- KUTIPAN TEKS:
———

Kepergian Al-Haddad dan Arah Baru Politik Libya
Kematian Kepala Staf Umum Libya, Jenderal Mohammed Ali Ahmed al-Haddad, dalam kecelakaan pesawat di Turki pada Desember 2025 menjadi duka nasional sekaligus momen krusial bagi masa depan politik dan keamanan Libya. Sosok yang dikenal relatif moderat ini meninggalkan jejak penting dalam upaya menyatukan institusi militer negara yang terbelah sejak perang saudara.
Al-Haddad selama ini menjabat sebagai Kepala Staf Umum di bawah Pemerintah Persatuan Nasional atau GNU yang berbasis di Tripoli. Dalam posisi tersebut, ia bukan hanya menjadi aktor militer, tetapi juga figur politik yang memainkan peran penyeimbang di tengah persaingan tajam antara Libya Barat dan Libya Timur.
Kepergiannya langsung memicu spekulasi mengenai siapa yang akan menggantikan posisinya. Secara prosedural, tugas Kepala Staf Umum untuk sementara diambil alih oleh deputinya, sembari menunggu keputusan resmi dari otoritas politik dan militer di Tripoli. Penunjukan pengganti tetap diperkirakan akan melalui proses yang sensitif dan penuh pertimbangan politik.
Namun yang membuat wafatnya al-Haddad begitu berdampak adalah perannya dalam Komite Militer Gabungan 5 + 5. Forum ini mempertemukan lima perwakilan militer dari kubu Tripoli dan lima perwakilan dari kubu timur yang dipimpin Khalifa Haftar, sebuah mekanisme langka di tengah konflik panjang Libya.

———

Entri dataset

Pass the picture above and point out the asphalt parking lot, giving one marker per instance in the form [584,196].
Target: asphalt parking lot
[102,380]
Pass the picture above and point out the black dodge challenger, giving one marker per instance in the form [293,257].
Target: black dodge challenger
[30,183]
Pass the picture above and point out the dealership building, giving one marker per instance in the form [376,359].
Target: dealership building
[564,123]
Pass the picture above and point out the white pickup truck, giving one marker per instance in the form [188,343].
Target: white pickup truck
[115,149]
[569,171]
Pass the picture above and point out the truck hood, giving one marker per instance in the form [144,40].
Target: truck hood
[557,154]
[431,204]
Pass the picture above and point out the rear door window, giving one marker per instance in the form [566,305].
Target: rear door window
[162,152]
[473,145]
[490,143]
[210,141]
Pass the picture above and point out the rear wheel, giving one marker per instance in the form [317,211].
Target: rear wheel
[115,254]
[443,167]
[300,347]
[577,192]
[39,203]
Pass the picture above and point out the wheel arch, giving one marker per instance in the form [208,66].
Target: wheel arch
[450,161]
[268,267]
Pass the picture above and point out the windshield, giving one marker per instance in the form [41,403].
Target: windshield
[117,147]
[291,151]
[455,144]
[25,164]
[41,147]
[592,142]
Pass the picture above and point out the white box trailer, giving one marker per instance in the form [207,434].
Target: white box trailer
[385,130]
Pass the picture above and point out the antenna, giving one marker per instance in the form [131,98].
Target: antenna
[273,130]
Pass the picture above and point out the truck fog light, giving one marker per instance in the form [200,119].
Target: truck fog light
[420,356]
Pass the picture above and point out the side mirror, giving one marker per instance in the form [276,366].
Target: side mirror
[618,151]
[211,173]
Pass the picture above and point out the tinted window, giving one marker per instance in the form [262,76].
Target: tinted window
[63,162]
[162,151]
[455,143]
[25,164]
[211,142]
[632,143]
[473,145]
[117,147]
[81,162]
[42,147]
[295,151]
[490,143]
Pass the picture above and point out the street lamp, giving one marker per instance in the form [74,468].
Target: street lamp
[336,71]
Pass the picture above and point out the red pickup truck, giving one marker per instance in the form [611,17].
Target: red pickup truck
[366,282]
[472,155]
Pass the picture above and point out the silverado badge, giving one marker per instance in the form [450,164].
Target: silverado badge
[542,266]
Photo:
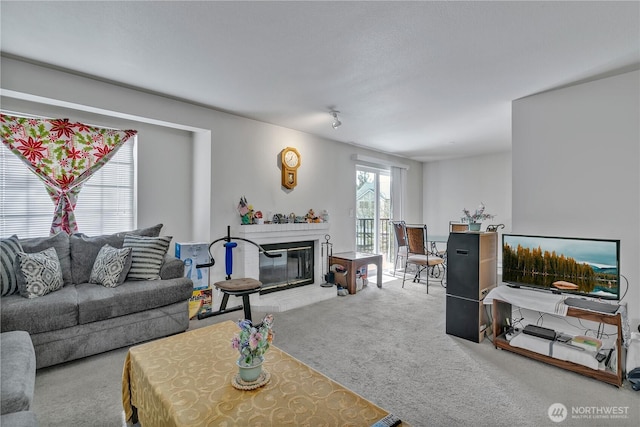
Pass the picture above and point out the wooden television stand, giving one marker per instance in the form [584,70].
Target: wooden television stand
[503,311]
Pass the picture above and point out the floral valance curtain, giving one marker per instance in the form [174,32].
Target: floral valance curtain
[63,155]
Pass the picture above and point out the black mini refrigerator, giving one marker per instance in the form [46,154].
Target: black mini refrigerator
[471,274]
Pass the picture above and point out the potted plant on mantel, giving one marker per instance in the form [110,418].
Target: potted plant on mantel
[475,219]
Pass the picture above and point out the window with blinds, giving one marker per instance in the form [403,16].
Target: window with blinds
[106,204]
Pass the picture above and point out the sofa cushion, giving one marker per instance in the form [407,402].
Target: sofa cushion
[147,256]
[84,249]
[97,303]
[172,268]
[38,273]
[111,266]
[51,312]
[9,248]
[60,242]
[17,370]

———

- TUGAS LATIHAN:
1. Dalam teks tentang kepergian al-Haddad, di negara mana kecelakaan pesawat yang menewaskannya terjadi?
2. Ganti "deputinya" dengan "wakilnya" lalu tuliskan ulang bagian teks tentang kepergian al-Haddad mulai dari "Al-Haddad selama ini" sampai "penuh pertimbangan politik.".
3. Lanjutkan teks tentang kepergian al-Haddad dan politik Libya setelah kalimat terakhirnya.
Baris-baris dataset tidak diperlukan untuk mengerjakan tugas.

- HASIL PENGERJAAN:
1. Di Turki.

2.
Al-Haddad selama ini menjabat sebagai Kepala Staf Umum di bawah Pemerintah Persatuan Nasional atau GNU yang berbasis di Tripoli. Dalam posisi tersebut, ia bukan hanya menjadi aktor militer, tetapi juga figur politik yang memainkan peran penyeimbang di tengah persaingan tajam antara Libya Barat dan Libya Timur.
Kepergiannya langsung memicu spekulasi mengenai siapa yang akan menggantikan posisinya. Secara prosedural, tugas Kepala Staf Umum untuk sementara diambil alih oleh wakilnya, sembari menunggu keputusan resmi dari otoritas politik dan militer di Tripoli. Penunjukan pengganti tetap diperkirakan akan melalui proses yang sensitif dan penuh pertimbangan politik.

3.
Sejak dibentuk pasca-gencatan senjata 2020, Komite 5 + 5 menjadi satu-satunya forum efektif yang mampu menjaga stabilitas relatif di garis depan konflik. Al-Haddad dikenal sebagai figur yang konsisten mendorong dialog dalam forum ini, bahkan ketika tensi politik meningkat di tingkat pemerintahan.
Dalam berbagai pertemuan 5 + 5, al-Haddad menekankan pentingnya profesionalisme militer dan pemisahan tentara dari kepentingan politik sempit. Sikap ini membuatnya mendapat kepercayaan tidak hanya dari kubu Tripoli, tetapi juga dari sebagian perwira di pihak timur.
Hubungannya dengan Khalifa Haftar mencerminkan kompleksitas konflik Libya. Meski keduanya pernah berada di pihak yang saling berperang, al-Haddad mampu membangun hubungan kerja yang pragmatis, terutama dalam isu gencatan senjata dan penarikan tentara bayaran asing.
Belasungkawa terbuka yang disampaikan Haftar atas wafatnya al-Haddad menjadi sinyal penting. Pernyataan itu dibaca banyak pengamat sebagai pengakuan terhadap peran al-Haddad sebagai mitra dialog, bukan sekadar lawan militer.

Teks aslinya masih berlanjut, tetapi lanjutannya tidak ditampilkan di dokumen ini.